Sünni Alimlerin Şialara Attıkları Yalanlar
Davetçi: Büyük alimlerinizin Şiilere attıkları binlerce iftira ve yalandan bazılarını, bu muhterem mecliste gerçeklerden habersiz insanların aydınlanması için aktarmaya beni mecbur ettiniz. Hüküm vermeyi de Müslümanların temiz ruh ve aydın kalplerine bırakıyorum.
İbn-i Abdurabbih’in Şiilere Attığı İftiralar
Sizin iftiharınızdan olan edebi alimlerinizden Şahabuddin Ebu Ömer Ahmed bin Muhammed bin Abdurabbih Kurtubi el-Endulusi el-Maliki (Ö: 328 h.k Kurtup’ta ölmüştür) “Ikd’ul- Ferid” adlı kitabının 1. cildinin 269. sayfasında öz İslam’a sahip olan imanlı ve muvahhid Şiilere “Ümmetin Yahudileri” diyor ve şöyle devam ediyor: “Yahudiler nasıl Hıristiyanlara düşman iseler, Şiiler de aynı şekilde İslam’a düşmandırlar.” O bu şekilde Şiilere birçok iftiralarda bulunmuştur.
Örneğin diyor ki: “Şiiler, Yahudiler gibi üç talaka inanmıyorlar ve talaktan sonra iddetin olmadığını söylüyorlar.”
Mecliste bulunan muhterem Şiiler, hatta Şiilerle irtibatta olan siz Sünniler, İbn-i Abdurabbih’in bu iftiralarına gülmüyor musunuz? Bizim bütün fıkıh kitaplarımız ve ameli risalelerimizde (Tevzih’ul- Mesaillerde) üç talak’ın hükümleri, talaktan sonra iddet beklemenin yolları genişçe ele alınmıştır. Şiilerin talaktaki amelleri ve talaktan sonra iddet beklemeleri, edepten uzak olan bu edibin (İbn-i Abdurabbih’in) yalanına en büyük delildir.

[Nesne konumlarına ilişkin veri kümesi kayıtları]
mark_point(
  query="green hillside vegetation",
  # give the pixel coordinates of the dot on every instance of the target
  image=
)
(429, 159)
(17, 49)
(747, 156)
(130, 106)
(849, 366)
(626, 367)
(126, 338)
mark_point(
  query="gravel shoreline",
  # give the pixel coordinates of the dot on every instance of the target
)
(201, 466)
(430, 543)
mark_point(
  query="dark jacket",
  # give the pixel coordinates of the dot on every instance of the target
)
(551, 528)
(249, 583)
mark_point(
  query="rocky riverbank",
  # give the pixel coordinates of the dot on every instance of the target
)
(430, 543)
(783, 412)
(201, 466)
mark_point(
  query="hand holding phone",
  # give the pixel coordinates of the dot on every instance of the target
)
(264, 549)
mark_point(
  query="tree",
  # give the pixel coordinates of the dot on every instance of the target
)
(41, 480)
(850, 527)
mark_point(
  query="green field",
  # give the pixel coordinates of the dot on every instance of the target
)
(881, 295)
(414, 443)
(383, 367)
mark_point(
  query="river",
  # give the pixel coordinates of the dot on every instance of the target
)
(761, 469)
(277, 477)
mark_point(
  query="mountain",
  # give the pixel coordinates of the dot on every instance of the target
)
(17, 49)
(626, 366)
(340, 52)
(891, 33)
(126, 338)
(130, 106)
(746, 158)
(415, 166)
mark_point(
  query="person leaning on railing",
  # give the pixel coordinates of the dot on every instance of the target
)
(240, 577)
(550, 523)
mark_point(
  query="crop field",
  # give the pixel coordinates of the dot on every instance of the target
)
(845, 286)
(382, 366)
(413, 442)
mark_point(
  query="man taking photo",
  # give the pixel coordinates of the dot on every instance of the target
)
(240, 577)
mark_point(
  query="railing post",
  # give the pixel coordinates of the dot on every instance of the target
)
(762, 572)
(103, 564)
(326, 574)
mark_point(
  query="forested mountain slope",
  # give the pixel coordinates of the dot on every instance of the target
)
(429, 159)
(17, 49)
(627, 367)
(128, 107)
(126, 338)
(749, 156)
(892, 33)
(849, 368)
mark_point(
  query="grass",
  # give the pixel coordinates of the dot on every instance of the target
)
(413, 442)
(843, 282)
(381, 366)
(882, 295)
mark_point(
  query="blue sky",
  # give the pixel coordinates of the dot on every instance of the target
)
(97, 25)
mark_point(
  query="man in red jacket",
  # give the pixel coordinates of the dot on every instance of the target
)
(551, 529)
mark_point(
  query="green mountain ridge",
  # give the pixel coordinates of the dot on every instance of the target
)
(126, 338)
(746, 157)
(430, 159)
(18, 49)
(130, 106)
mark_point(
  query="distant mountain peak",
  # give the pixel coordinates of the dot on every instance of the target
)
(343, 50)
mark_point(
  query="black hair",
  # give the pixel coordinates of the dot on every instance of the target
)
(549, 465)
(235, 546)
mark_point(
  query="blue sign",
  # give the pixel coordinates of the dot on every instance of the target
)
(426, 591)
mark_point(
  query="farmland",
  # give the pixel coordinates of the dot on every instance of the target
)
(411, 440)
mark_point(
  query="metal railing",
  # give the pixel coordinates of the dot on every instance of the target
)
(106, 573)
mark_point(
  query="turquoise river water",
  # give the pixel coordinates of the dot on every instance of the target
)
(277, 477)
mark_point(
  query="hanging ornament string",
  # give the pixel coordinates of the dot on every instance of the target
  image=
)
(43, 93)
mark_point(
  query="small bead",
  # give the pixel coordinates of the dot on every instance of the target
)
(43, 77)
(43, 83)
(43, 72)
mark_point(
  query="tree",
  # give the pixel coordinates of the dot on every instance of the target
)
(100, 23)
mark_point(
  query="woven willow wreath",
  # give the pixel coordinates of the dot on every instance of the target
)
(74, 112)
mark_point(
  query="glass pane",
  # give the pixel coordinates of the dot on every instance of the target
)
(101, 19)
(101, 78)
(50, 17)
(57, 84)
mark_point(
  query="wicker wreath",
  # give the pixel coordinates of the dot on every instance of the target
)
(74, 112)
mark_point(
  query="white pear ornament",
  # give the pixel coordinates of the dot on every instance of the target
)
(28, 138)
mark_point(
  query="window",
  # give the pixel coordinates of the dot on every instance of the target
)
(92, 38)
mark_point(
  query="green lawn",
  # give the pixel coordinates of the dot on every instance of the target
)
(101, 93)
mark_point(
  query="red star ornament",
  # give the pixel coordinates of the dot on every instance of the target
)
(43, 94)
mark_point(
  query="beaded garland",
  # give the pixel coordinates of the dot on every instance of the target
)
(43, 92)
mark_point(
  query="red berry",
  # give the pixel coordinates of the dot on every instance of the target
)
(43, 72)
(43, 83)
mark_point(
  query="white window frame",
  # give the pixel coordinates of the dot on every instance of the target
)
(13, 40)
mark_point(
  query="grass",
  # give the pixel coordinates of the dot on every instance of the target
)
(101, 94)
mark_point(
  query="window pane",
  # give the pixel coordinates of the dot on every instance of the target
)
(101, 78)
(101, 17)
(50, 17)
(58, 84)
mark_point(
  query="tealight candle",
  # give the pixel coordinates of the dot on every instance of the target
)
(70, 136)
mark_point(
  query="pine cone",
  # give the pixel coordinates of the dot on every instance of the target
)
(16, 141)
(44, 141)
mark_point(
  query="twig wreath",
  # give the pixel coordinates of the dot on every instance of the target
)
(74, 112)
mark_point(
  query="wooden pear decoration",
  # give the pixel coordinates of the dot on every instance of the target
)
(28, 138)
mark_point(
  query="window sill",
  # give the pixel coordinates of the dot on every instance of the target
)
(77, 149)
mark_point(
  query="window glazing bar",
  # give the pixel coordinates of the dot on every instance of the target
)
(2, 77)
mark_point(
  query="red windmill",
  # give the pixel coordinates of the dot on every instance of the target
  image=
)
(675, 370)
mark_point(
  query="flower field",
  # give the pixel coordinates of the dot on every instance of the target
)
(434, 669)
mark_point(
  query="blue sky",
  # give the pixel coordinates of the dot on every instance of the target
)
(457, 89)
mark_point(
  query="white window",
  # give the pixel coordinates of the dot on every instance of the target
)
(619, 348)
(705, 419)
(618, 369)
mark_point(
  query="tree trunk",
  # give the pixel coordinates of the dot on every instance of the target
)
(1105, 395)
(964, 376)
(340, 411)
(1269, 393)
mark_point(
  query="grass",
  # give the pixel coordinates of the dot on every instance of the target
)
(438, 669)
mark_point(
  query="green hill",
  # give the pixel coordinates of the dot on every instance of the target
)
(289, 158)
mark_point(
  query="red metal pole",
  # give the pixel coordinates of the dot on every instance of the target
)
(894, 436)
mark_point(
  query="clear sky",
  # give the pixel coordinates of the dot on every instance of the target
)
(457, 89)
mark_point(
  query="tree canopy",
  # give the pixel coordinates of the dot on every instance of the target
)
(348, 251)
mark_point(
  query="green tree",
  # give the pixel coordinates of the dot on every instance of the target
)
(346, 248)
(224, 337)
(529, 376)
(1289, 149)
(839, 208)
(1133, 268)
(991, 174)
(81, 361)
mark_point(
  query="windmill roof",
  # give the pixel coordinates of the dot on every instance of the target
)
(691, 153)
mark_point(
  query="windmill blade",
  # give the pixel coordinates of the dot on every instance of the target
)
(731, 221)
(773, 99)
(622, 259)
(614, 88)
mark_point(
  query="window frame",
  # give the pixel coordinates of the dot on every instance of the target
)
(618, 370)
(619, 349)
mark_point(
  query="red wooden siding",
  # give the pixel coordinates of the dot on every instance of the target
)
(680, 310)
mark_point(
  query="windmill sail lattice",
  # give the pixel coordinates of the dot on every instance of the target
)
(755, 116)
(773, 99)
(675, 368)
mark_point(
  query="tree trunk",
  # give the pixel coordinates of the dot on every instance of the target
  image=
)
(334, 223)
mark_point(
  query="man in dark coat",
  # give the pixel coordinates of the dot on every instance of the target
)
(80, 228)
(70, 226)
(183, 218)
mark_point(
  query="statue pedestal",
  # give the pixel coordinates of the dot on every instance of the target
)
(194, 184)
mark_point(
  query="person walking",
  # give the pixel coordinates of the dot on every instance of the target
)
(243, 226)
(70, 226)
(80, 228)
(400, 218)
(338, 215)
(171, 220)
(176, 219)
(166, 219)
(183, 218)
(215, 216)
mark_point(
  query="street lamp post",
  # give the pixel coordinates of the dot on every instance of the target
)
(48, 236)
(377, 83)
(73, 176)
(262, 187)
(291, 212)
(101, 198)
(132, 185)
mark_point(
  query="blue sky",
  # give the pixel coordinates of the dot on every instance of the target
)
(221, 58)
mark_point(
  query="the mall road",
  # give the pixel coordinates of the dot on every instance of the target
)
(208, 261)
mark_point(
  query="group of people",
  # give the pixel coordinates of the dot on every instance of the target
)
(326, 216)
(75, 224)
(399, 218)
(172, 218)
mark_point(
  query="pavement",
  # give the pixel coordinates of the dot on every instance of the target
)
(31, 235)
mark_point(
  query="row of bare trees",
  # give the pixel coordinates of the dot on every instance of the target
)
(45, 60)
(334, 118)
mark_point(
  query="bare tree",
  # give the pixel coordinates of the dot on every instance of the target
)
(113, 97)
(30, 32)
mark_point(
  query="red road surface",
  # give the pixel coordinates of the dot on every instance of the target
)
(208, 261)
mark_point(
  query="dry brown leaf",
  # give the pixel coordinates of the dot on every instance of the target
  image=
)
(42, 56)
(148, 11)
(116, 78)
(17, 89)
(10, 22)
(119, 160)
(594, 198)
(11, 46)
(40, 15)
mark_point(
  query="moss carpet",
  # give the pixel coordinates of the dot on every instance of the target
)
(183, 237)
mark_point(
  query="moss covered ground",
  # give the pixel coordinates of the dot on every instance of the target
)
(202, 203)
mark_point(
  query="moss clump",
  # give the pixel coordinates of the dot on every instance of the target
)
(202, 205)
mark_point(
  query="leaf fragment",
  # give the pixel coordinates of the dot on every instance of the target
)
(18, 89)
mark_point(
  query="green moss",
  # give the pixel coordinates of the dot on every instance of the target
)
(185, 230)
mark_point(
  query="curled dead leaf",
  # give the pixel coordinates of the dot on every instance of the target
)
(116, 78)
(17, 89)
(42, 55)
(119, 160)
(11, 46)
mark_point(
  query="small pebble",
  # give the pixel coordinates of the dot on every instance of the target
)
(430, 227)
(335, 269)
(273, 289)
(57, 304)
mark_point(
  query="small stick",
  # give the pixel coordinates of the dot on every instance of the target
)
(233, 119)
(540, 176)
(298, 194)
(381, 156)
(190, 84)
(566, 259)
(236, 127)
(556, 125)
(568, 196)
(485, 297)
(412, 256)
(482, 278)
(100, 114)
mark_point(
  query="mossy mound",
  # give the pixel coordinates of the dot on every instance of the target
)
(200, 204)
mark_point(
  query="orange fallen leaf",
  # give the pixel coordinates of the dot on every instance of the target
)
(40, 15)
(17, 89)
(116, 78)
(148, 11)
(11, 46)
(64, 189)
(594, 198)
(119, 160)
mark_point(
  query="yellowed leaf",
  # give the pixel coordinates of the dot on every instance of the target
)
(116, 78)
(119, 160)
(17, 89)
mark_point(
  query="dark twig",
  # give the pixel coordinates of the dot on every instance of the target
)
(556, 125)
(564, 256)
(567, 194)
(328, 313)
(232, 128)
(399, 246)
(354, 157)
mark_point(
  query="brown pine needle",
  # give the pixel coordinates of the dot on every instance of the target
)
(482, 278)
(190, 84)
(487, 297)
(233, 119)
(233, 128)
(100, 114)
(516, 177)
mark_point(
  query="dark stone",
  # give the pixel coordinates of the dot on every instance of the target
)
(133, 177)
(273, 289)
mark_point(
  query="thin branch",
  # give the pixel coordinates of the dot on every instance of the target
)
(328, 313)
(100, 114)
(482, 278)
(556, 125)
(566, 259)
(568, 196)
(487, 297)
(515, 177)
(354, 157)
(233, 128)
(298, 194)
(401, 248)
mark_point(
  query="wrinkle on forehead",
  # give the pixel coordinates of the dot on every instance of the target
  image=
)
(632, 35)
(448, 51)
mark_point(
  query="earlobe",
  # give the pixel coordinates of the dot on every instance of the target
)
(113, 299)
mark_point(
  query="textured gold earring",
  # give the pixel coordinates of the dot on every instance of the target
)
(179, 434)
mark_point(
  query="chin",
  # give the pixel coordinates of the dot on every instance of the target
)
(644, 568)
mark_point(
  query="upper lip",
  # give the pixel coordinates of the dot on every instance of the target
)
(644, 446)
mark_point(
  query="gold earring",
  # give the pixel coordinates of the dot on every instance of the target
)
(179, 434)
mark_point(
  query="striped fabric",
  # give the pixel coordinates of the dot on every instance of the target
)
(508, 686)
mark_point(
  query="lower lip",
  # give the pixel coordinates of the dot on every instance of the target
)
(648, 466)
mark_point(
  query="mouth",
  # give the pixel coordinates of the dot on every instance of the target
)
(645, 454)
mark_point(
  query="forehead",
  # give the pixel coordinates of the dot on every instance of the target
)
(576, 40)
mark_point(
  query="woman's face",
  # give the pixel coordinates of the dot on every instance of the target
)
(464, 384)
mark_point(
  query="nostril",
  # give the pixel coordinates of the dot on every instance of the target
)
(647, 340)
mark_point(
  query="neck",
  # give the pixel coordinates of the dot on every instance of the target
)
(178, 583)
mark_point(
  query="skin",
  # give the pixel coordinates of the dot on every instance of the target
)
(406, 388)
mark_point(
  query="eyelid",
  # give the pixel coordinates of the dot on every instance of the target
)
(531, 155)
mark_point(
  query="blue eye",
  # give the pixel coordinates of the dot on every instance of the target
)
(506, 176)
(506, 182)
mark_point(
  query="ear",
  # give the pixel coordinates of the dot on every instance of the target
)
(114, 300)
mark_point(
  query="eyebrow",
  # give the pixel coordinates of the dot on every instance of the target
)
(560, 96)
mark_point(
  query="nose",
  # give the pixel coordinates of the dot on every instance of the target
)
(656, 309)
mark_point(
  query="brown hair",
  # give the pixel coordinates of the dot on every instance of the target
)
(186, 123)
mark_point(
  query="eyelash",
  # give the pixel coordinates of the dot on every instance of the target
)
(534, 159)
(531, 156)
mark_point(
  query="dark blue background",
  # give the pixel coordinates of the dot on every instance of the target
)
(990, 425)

§ **Yapılacaklar**
(a) Belge bölümündeki “Hüküm vermeyi de Müslümanların temiz ruh ve aydın kalplerine bırakıyorum.” cümlesini İngilizceye çevirin.
(b) Belge bölümünde “İbn-i Abdurabbih’in Şiilere” sözlerinden “birçok iftiralarda bulunmuştur.” sözlerine kadar uzanan kısmı olduğu gibi yeniden yazın.

§ **Tam Çözümler**
(a) And I leave the judgment to the pure souls and enlightened hearts of the Muslims.

(b)
İbn-i Abdurabbih’in Şiilere Attığı İftiralar
Sizin iftiharınızdan olan edebi alimlerinizden Şahabuddin Ebu Ömer Ahmed bin Muhammed bin Abdurabbih Kurtubi el-Endulusi el-Maliki (Ö: 328 h.k Kurtup’ta ölmüştür) “Ikd’ul- Ferid” adlı kitabının 1. cildinin 269. sayfasında öz İslam’a sahip olan imanlı ve muvahhid Şiilere “Ümmetin Yahudileri” diyor ve şöyle devam ediyor: “Yahudiler nasıl Hıristiyanlara düşman iseler, Şiiler de aynı şekilde İslam’a düşmandırlar.” O bu şekilde Şiilere birçok iftiralarda bulunmuştur.